## Excerpt provided:
The process of designing autism-friendly schools
I recently went to Denmark to talk to some educators there about a school they were planning for pupils with autistic spectrum disorder (ASD). It is not often that architects from the UK are asked to advise the Danes, as they are usually the ones setting the standards. They were keen to ask the question: “What are the things we should design for that will make this school different to any other school?” They were conscious of the fact that their selection process (much like ours in the UK) is likely to land them with an architect who has no knowledge of autism and no experience of designing for special needs. With this in mind, I would like to discuss a few points that seem to me central to getting somewhere near to an autism-friendly result.
Your architect and your brief
It helps to have an architect who knows the ropes but, as there are few who have been there before, this is unlikely. Matters are not made any better by the fact that the professionals are likely to be appointed by the contractor, and traditionally contractors are not experts on special needs.

## Data entries:
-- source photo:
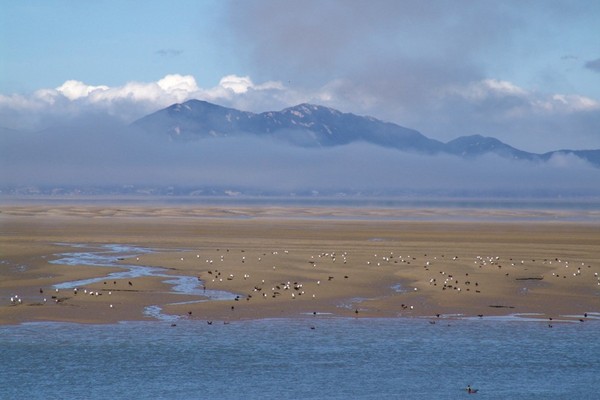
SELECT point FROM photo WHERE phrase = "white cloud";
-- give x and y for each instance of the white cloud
(74, 90)
(131, 100)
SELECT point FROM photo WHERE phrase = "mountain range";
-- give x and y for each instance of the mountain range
(310, 125)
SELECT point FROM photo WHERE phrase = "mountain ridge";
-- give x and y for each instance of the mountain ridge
(310, 125)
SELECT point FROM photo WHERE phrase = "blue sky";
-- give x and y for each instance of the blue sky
(527, 73)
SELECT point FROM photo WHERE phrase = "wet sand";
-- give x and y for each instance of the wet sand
(294, 262)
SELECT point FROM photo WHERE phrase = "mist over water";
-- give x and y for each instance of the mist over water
(108, 154)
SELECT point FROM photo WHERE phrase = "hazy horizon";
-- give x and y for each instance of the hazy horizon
(74, 76)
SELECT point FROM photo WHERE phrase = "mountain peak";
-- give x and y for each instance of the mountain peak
(311, 125)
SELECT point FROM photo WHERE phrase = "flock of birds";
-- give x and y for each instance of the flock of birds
(444, 273)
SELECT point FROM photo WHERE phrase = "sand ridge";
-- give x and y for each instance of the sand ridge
(282, 264)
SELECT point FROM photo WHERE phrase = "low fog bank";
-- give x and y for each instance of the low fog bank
(109, 155)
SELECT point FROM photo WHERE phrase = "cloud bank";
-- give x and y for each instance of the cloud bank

## What the task asks:
Please say who is likely to appoint the professionals, according to the passage on designing autism-friendly schools. These rows were gathered from a separate source.

## Problem solution:
The contractor.